## DOCUMENT SECTION

━━━━━━━━

How to Grow Melons

21 Nov.,2023

 

One of the greatest tasty treats of summer is a sweet, vine-ripened melon picked from your own garden. The quality is unsurpassed and will put to shame the bland shipping melons found in your local supermarket. Additionally, you have a much wider choice of varieties if you grow your own—from the tried-and-true cantaloupe to the more uncommon crenshaw, ananas, and galia. Lots of folks think that they can’t grow melons if they live in an area with short, cool summers, but that’s not the case. Melons can grow well in most parts of the lower 48 states. If I can successfully grow melons in central Maine, then almost anyone can do the same. The trick is picking the correct variety and getting your plants off to the right start.

Sow indoors, and use plastic mulch

Start your seeds indoors to ensure that you kick off the season with the strongest plants possible. You can direct-sow if you have to, but germination issues are more common with direct-sown plants as are problems with pests—such as cutworms, which love to feast on new melon seedlings. Sow, instead, two or three seeds ¼ inch deep in 50-cell flats or in 2- to 3-inch-diameter pots. The trick is to start the seeds no more than a month before transplanting; it’s much better to wait than to have oversize plants, which are fragile and prone to transplant shock. Maintain a temperature between 80°F and 90°F (using a seedling heat mat), and keep the soil moist but not wet until the seeds germinate. Once they sprout, you can drop the heat-mat temperature down to 75°F until the plants have put on a couple of sets of true leaves, which lets you know that they’re ready to transplant outside.

━━━━━━━━

## SOURCE MATERIAL
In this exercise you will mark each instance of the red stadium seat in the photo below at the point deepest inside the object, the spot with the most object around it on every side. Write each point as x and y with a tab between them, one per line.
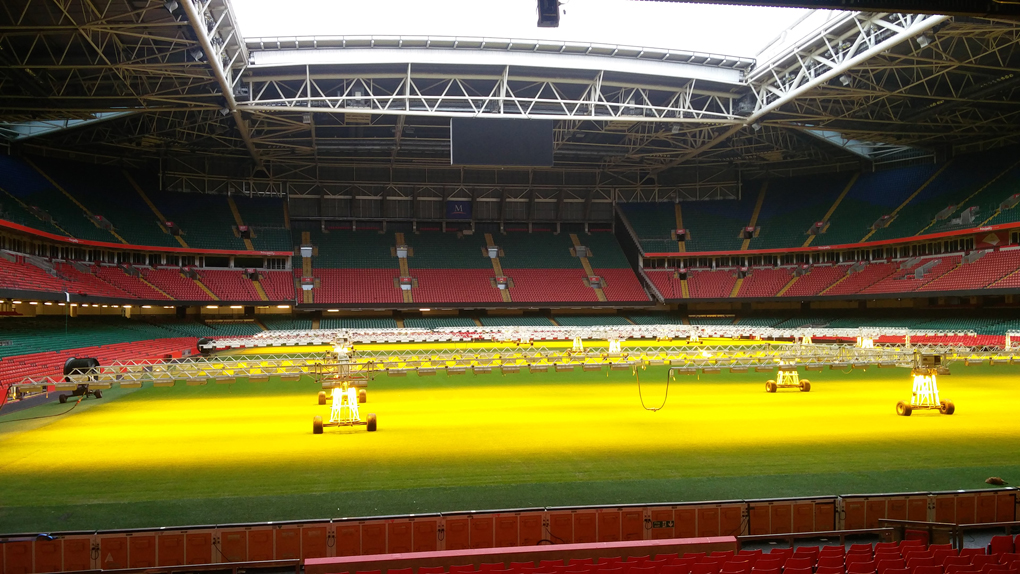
706	568
913	561
768	562
860	549
889	564
735	567
829	560
1001	544
1009	558
799	562
861	568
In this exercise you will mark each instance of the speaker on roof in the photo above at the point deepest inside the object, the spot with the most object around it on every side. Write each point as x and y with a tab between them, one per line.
549	13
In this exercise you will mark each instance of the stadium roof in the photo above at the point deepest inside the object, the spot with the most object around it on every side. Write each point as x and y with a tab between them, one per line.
185	83
732	31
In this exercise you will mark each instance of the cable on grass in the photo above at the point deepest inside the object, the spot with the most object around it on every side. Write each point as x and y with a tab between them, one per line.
641	396
47	416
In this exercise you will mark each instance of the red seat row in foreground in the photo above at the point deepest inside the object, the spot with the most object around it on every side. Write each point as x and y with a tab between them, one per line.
909	557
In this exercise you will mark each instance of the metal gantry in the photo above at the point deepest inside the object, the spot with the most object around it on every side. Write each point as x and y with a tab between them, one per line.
354	117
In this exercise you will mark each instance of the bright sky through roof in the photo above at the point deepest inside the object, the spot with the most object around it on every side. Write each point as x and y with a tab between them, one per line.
701	28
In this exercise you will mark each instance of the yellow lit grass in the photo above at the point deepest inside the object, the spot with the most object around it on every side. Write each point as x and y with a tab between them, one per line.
251	439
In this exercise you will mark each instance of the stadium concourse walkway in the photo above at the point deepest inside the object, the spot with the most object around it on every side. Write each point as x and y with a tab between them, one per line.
142	282
363	266
911	556
107	204
966	192
944	273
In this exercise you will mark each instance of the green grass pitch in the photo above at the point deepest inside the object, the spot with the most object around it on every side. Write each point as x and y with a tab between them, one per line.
245	452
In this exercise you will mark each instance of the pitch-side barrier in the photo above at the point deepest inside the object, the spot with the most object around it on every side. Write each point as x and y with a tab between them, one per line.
685	359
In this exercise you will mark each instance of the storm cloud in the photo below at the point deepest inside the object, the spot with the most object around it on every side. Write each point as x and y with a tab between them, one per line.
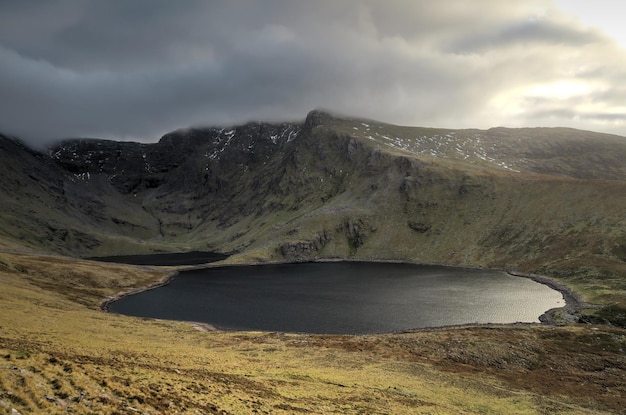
134	70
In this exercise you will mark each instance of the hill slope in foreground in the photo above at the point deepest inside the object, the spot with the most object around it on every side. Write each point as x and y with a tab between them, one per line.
544	201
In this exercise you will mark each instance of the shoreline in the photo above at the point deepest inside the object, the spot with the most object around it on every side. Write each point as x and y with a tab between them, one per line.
552	317
104	304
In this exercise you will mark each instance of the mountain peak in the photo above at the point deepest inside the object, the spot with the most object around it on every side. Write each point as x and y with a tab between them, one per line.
318	117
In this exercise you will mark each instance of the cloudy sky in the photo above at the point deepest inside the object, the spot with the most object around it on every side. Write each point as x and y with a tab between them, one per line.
136	69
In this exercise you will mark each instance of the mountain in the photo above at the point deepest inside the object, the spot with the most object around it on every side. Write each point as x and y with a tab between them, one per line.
543	200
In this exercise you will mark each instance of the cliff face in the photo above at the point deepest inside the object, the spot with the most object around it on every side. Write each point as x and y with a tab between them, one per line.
533	199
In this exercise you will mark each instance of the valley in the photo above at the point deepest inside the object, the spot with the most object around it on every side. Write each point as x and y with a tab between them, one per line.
550	202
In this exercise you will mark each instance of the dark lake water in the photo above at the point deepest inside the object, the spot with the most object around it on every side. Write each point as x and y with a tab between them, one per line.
343	297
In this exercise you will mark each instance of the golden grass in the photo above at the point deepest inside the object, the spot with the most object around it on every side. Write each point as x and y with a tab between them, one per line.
60	354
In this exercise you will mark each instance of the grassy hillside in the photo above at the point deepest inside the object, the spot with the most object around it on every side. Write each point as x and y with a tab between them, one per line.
543	201
60	354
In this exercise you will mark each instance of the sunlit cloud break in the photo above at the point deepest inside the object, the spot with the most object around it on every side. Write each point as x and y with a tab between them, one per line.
135	71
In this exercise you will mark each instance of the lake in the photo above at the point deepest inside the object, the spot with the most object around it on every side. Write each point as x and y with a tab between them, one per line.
343	297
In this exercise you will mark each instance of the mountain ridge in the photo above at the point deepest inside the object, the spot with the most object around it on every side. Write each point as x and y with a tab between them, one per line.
549	201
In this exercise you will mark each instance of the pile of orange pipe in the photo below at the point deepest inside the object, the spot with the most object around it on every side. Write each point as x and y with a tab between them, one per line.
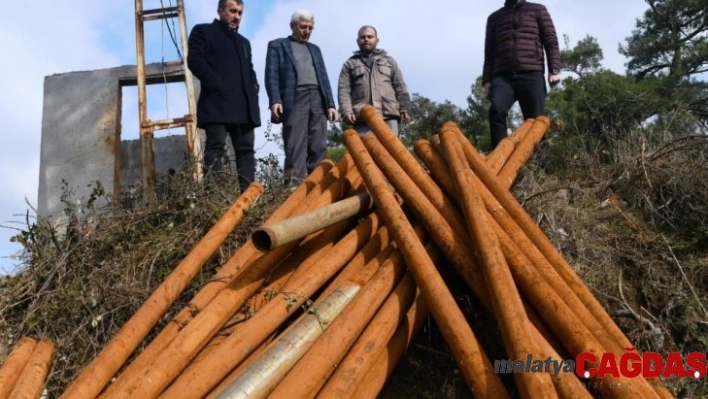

━━━━━━━━

## EXERCISE INSTRUCTIONS
1. Decide whether each statement agrees with the melon-growing guide, answering yes or no and quoting the words of the guide that settle it: (a) Melons can grow well in most parts of the lower 48 states. (b) Seeds should be started about two months before transplanting. (c) Seeds should be sown ½ inch deep.
2. Please pick up the melon-growing guide after its last sentence and continue it.

## ACTIVITY ANSWERS
1.
(a) Yes: "Melons can grow well in most parts of the lower 48 states."
(b) No: "The trick is to start the seeds no more than a month before transplanting"
(c) No: "Sow, instead, two or three seeds ¼ inch deep in 50-cell flats or in 2- to 3-inch-diameter pots."

2.
After the danger of frost has passed and the weather is warm and settled, set the transplants 18 inches apart in rows that are 6 feet apart. Immediately water the plants, preferably with a fish-emulsion fertilizer (which is a great organic option that won’t burn the tender transplants), to give them an extra boost. Many gardeners, including myself, plant their melons through black agricultural plastic or other dark-colored mulch options. These mulches warm the soil, hasten maturity, and reduce weed pressure—all of which are issues that can be the cause of melon-growing failure.

Watch for pests and signs that it’s time to harvest

The most destructive pest of melons is the striped cucumber beetle. It can quickly destroy young plants as well as transmit bacterial leaf blight. The best control is to use floating row covers, which physically exclude the pest from your melon patch but allow rain and sunshine to reach the plants. Row covers should be installed immediately after planting, before the beetle can infest the plants. Hoops (to hold the covers aloft) are not needed. Using row covers is more effective and a lot less effort than spraying or handpicking insect pests. Additionally, they offer a few degrees of frost protection, and they accumulate heat—creating a mini greenhouse, of sorts—so the plants grow faster and mature earlier. This is key when growing melons in cool regions. Remove the covers when the plants begin flowering to allow bees and other insects to pollinate the crop.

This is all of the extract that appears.